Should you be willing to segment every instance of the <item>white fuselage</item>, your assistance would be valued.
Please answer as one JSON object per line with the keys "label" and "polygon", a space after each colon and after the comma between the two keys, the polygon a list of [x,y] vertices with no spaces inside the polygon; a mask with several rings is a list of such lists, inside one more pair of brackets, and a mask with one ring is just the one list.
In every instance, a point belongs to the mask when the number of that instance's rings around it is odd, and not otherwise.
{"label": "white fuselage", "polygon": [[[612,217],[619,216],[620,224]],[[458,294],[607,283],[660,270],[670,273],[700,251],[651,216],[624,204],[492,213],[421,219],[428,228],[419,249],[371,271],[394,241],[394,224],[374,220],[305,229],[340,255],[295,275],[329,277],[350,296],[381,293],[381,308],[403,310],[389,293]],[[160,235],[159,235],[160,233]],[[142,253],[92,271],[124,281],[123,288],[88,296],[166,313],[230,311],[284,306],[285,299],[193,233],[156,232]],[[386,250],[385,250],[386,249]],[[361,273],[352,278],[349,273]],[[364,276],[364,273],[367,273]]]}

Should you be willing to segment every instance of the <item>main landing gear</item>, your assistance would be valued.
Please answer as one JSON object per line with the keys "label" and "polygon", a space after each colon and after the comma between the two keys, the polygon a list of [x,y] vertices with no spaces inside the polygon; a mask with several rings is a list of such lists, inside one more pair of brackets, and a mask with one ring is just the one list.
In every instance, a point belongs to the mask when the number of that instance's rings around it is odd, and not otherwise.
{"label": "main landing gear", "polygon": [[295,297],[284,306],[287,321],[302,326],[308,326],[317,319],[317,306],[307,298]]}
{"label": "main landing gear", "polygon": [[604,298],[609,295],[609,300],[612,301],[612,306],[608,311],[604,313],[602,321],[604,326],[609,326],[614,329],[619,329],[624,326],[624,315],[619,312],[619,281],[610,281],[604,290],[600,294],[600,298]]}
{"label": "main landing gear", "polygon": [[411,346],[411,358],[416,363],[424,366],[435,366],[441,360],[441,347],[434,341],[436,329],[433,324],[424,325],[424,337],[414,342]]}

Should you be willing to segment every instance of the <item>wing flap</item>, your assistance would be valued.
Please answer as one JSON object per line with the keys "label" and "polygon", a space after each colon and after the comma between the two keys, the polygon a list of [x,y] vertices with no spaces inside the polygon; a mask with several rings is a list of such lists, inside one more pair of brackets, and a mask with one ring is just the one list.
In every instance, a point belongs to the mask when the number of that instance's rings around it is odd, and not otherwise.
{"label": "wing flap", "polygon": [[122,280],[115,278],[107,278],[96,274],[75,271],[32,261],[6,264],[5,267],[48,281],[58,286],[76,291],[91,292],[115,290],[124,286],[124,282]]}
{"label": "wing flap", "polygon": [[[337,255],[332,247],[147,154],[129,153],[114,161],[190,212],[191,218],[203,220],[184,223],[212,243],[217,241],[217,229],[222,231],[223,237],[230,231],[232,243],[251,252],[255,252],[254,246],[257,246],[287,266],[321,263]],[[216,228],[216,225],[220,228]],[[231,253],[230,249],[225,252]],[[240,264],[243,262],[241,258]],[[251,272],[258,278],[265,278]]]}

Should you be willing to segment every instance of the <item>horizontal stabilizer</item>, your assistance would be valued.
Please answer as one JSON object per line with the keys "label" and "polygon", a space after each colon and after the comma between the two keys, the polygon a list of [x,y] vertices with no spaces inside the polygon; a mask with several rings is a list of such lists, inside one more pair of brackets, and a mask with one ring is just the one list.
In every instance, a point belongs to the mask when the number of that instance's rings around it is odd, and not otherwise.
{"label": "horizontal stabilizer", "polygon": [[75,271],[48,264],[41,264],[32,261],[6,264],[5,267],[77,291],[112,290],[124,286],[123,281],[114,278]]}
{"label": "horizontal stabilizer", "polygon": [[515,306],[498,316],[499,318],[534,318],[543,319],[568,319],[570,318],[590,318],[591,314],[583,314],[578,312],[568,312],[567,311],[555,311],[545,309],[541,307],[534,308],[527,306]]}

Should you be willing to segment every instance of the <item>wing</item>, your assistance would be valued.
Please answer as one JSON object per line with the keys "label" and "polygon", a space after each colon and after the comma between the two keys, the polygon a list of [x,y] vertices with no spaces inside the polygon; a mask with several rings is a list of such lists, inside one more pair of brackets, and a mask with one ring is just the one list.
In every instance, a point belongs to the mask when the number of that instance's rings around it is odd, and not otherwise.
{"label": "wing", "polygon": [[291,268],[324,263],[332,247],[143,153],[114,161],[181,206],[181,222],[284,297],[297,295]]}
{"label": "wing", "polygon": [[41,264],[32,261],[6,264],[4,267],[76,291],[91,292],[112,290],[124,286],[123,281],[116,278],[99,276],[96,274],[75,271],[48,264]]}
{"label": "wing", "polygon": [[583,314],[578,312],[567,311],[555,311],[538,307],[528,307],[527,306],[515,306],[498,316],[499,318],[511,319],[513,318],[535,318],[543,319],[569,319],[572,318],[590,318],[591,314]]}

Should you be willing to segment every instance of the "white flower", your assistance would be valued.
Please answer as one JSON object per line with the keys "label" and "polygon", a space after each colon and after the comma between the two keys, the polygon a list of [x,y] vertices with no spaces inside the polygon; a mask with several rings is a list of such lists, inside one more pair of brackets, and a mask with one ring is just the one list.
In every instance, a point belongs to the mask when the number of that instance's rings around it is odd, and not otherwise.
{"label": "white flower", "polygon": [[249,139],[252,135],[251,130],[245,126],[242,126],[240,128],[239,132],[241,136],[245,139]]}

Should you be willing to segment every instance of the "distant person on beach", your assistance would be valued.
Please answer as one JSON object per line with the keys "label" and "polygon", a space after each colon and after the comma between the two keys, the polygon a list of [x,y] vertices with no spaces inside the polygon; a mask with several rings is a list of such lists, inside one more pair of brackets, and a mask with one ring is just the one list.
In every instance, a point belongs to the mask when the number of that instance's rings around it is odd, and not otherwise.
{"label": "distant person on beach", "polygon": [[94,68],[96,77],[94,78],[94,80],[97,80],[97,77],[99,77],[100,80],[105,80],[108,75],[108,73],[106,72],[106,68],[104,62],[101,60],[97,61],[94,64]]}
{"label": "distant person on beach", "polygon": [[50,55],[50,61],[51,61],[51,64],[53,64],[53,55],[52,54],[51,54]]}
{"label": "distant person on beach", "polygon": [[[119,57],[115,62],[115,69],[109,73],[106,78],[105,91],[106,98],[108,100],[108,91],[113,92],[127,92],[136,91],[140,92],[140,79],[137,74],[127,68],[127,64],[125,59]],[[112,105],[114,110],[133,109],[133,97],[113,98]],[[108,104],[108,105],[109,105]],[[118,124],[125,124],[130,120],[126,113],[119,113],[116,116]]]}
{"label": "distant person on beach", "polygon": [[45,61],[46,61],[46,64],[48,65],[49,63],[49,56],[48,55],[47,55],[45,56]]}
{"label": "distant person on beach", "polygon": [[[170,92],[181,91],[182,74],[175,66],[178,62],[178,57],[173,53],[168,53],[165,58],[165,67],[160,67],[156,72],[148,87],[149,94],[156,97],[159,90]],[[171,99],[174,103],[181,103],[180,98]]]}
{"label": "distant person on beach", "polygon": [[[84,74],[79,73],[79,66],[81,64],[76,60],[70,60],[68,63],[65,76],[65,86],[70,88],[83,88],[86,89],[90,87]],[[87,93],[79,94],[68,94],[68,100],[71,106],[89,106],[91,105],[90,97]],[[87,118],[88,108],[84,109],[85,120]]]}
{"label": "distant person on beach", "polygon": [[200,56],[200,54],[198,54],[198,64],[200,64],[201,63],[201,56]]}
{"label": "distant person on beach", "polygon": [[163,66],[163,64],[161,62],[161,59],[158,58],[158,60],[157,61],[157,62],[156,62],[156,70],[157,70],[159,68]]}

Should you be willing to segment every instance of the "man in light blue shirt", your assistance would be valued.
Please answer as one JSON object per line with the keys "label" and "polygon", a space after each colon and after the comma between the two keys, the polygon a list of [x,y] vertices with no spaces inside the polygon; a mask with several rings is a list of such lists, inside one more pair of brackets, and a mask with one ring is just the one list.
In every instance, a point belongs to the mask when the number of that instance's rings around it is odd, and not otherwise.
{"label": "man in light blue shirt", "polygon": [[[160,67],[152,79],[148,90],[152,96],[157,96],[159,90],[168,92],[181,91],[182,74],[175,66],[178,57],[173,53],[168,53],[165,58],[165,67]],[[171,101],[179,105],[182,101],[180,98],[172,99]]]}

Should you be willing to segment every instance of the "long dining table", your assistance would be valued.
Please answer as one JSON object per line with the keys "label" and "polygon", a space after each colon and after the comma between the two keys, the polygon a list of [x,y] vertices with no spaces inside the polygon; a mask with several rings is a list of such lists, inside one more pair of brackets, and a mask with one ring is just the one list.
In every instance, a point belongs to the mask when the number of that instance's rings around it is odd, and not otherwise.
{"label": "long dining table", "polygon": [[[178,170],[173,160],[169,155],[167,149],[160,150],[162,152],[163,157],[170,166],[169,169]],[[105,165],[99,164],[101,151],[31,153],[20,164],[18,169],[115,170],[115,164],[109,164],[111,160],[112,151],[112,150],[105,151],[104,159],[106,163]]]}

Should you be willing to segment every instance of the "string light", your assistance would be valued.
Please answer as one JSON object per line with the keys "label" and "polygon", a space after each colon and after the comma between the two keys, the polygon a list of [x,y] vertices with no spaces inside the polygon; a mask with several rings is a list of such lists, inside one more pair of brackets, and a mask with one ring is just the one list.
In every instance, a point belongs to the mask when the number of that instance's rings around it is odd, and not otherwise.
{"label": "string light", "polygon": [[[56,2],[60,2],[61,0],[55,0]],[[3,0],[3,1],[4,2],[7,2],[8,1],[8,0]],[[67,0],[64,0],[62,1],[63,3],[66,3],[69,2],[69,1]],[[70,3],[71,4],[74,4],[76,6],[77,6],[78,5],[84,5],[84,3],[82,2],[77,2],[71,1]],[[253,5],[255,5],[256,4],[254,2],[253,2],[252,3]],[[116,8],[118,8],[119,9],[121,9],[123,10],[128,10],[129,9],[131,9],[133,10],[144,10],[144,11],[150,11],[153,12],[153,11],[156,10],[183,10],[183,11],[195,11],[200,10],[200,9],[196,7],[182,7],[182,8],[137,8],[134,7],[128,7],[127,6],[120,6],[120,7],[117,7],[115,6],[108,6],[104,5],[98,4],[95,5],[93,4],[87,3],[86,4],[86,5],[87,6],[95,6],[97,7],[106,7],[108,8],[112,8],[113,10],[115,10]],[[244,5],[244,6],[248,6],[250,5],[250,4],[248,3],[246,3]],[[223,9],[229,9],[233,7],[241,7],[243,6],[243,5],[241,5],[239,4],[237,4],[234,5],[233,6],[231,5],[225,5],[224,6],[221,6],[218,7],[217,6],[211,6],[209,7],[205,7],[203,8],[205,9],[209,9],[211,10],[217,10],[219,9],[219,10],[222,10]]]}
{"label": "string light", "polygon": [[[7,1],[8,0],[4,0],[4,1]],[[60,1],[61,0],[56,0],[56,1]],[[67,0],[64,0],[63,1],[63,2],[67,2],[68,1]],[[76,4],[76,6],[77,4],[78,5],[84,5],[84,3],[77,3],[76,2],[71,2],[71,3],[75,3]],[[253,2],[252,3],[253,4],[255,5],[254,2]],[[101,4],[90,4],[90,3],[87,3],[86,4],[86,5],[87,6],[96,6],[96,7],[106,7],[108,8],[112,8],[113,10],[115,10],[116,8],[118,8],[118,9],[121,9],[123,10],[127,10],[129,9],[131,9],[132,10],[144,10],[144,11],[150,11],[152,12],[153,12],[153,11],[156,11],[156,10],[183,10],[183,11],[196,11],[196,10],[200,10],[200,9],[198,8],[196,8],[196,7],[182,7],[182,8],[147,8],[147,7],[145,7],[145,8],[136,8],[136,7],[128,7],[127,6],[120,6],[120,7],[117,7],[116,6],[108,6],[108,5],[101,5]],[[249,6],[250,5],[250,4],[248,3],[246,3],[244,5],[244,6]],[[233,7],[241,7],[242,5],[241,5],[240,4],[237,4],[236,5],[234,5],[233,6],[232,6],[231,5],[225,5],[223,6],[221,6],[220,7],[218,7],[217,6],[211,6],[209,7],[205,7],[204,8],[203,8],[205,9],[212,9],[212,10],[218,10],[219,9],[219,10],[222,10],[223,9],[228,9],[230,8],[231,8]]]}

- - - - - - -

# [TASK DIRECTIONS]
From the records above, pull out every line that contains the string "shirt". Case counts.

# [RESPONSE FOR THIS EXERCISE]
Should you be willing to segment every instance of the "man in light blue shirt", your assistance would be valued.
{"label": "man in light blue shirt", "polygon": [[[160,67],[152,79],[148,90],[152,96],[157,96],[159,90],[168,92],[181,91],[182,74],[175,66],[178,57],[173,53],[168,53],[165,58],[165,67]],[[171,101],[179,105],[182,101],[180,98],[172,99]]]}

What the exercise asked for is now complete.